──────── RECORDS

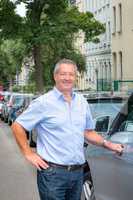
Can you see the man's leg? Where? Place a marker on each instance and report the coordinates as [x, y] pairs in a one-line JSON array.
[[52, 184], [75, 186]]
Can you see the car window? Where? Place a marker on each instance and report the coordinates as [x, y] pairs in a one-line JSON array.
[[102, 124]]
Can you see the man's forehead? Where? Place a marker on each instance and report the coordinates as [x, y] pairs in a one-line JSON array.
[[67, 67]]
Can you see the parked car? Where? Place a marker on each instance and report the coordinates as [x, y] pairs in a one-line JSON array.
[[111, 173], [19, 107], [13, 99], [19, 104], [104, 110]]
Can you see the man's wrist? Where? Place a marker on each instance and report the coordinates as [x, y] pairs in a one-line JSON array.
[[104, 143]]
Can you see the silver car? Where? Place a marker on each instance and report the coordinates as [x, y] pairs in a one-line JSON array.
[[104, 110], [112, 174]]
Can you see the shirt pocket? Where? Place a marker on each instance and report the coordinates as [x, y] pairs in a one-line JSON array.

────────────────

WHAT IS BEING ASKED — What's needed is every line above, retyped exactly and free of pictures.

SOLUTION TO THIS PROBLEM —
Can you see the man's leg? Where? Place a marker on each instance and report the coordinates as [x, y] pairs in a one-line JSON array.
[[52, 184], [75, 186]]
Can you see the car window? Where? Place a marker on each instance and report the coordinates as [x, y] pairs in a one-line JSON array.
[[102, 124]]
Can you see the man's forehead? Where? Place a marker on each instance and report the coordinates as [x, y] pairs in a one-line JSON array.
[[67, 67]]
Can you see the parked car? Where? Place a marker on each instance and report the coordinates as [x, y] pairs in a one-line JSON array.
[[111, 173], [19, 107], [13, 99], [19, 104], [104, 110]]
Can you see the man's wrist? Where? Place a marker on each instance and report the coordinates as [x, y] pairs in a one-line JSON array.
[[104, 143]]
Can you see the silver car? Where? Place a marker on each instance and report the coordinates as [x, y] pairs in a one-line JSON array.
[[104, 110], [112, 174]]
Can you see the shirt pocket? Where? Place a marker on each instance and report the coordinates as [x, y] pairs in a one-line JSON array.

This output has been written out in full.